§ Required actions:
A. From the libzahl benchmark notes, list every function whose entry says tomsfastmath is faster.
B. Continue the libzahl benchmark notes from where they stop.

§ Document text:
Optimisation progress for libzahl, compared to other big integer
libraries. These comparisons are for 152-bit integers. Functions
in parenthesis the right column are functions that needs
optimisation to improve the peformance of the function in the
left column. Double-parenthesis means there may be a better way
to do it. Inside square-brackets, there are some comments on
multi-bit comparisons.

zset .................... fastest [until ~750, then gmp, also tomsfastmath after ~2750]
zseti ................... tomsfastmath is faster [always]
zsetu ................... tomsfastmath is faster [always]
zneg(a, b) .............. fastest [until ~300, then gmp]
zneg(a, a) .............. fastest [always] (shared with gmp)
zabs(a, b) .............. fastest [until ~700, then gmp, also after ~2700]
zabs(a, a) .............. tomsfastmath is faster [always]
zadd_unsigned ........... fastest [until 3600~4000, then gmp] (faster than all others' zadd)
zsub_unsigned ........... fastest [always] (faster than all others' zsub)
zadd .................... fastest [almost never]
zsub .................... 98 % of libtommath [always]
zand .................... 77 % of tomsfastmath [until ~150, then gmp]
zor ..................... 65 % of tomsfastmath [until ~250, then gmp]
zxor .................... 87 % of tomsfastmath [until ~500, then gmp]
znot .................... fastest [always]
zeven ................... fastest [always]
zodd .................... fastest [always]
zeven_nonzero ........... fastest [always]
zodd_nonzero ............ fastest [always]
zzero ................... fastest [always] (shared with gmp and libtommath)
zsignum ................. fastest [always] (shared with gmp)

§ Provided data:
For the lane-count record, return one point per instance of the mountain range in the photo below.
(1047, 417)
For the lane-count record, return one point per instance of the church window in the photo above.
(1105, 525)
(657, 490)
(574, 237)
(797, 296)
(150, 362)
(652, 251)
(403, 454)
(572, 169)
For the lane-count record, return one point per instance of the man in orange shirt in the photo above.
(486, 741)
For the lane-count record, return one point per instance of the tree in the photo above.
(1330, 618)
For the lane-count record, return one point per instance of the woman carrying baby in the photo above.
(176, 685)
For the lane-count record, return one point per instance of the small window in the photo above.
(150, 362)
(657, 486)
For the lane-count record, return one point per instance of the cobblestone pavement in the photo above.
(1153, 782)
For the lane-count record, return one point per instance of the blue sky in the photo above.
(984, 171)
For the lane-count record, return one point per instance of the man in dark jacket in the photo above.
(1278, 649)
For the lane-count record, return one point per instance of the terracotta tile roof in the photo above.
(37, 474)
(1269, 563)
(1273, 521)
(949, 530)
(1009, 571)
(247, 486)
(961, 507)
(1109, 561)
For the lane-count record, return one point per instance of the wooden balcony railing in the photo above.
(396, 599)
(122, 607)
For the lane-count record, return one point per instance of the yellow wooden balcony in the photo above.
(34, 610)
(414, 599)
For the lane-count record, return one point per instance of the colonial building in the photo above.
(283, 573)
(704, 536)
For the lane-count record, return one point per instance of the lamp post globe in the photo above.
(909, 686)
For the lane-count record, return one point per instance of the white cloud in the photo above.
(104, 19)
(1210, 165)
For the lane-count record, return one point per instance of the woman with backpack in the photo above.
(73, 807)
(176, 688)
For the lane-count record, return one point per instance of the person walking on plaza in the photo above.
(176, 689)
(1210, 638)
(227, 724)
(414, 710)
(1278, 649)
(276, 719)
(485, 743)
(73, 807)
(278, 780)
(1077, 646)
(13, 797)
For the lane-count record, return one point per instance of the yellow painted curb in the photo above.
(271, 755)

§ The answers:
A. zseti, zsetu, zabs(a, a)

B.
zbits ................... fastest [always]
zlsb .................... fastest [always]
zswap ................... fastest [always]
zlsh .................... fastest [until ~300, then gmp, also tomsfastmath after 2500~3200]
zrsh .................... fastest [until ~150, then gmp, also tomsfastmath after 3000~4000]
ztrunc(a, b, c) ......... fastest [until ~750, then gmp]
ztrunc(a, a, b) ......... fastest [until ~150, then 77 % of tomsfastmath]
zsplit .................. fastest [until 100~200, then gmp]
zcmpmag ................. fastest [always]
zcmp .................... fastest [almost never]
zcmpi ................... fastest
zcmpu ................... fastest
zbset(a, b, 1) .......... fastest [until ~900, then gmp]
zbset(a, a, 1) .......... fastest [always]
zbset(a, b, 0) .......... fastest [until 600~150, then gmp, also tomsfastmath after ~3000]
zbset(a, a, 0) .......... fastest [always]
zbset(a, b, -1) ......... fastest [until ~1200, then gmp]
zbset(a, a, -1) ......... fastest [always]
zbtest .................. fastest [always]
zgcd .................... 21 % of gmp (zcmpmag)
zmul .................... slowest
zsqr .................... slowest (zmul)
zmodmul(big mod) ........ slowest ((zmul, zmod))
zmodsqr(big mod) ........ slowest ((zmul, zmod))
zmodmul(tiny mod) ....... slowest ((zmul))
zmodsqr(tiny mod) ....... slowest ((zmul))
zpow .................... slowest (zmul, zsqr)
zpowu ................... slowest (zmul, zsqr)
zmodpow ................. slowest (zmul, zsqr. zmod)
zmodpowu ................ slowest (zmul, zsqr, zmod)
zsets ................... 13 % of gmp
zstr_length(a, 10) ...... gmp is faster [always] (zdiv, zsqr)
zstr(a, b, n) ........... 8 % of gmp, 59 % of hebimath
zrand(default uniform) .. 51 % of gmp
zptest .................. slowest (zrand, zmodpow, zsqr, zmod)
zsave ................... fastest [until ~600, then tomsfastmath; libtommath is suspicious]
zload ................... fastest [always]
zdiv(big denum) ......... tomsfastmath and naïve hebimath implementation are faster (zdivmod)
zmod(big denum) ......... fastest (zdivmod)
zdivmod(big denum) ...... fastest
zdiv(tiny denum) ........ slowest
zmod(tiny denum) ........ slowest
zdivmod(tiny denum) ..... slowest

Note, some corresponding functions are not implemented in
some other libraries. In such cases, they have been implemented
in the translation layers (found under bench/). Those
implementations are often suboptimal, but probably in style
with what you would write if you need that functionality.
Note further, that if, for example, you want do perform
addition and you know that your operands are non-negative,
you would choose zadd_unsigned in libzahl, but if you are
using a library that does not have the corrsponding function,
you are better of with the regular addition (zadd).

Also note, TomsFastMath does not support arbitrarily large
integers, which gives is a significant performance advantage.
Furthermore, no failure check is done with GMP. Additionally,
hebimath has some functions that are not working correctly;
those have been excluded from the comparison.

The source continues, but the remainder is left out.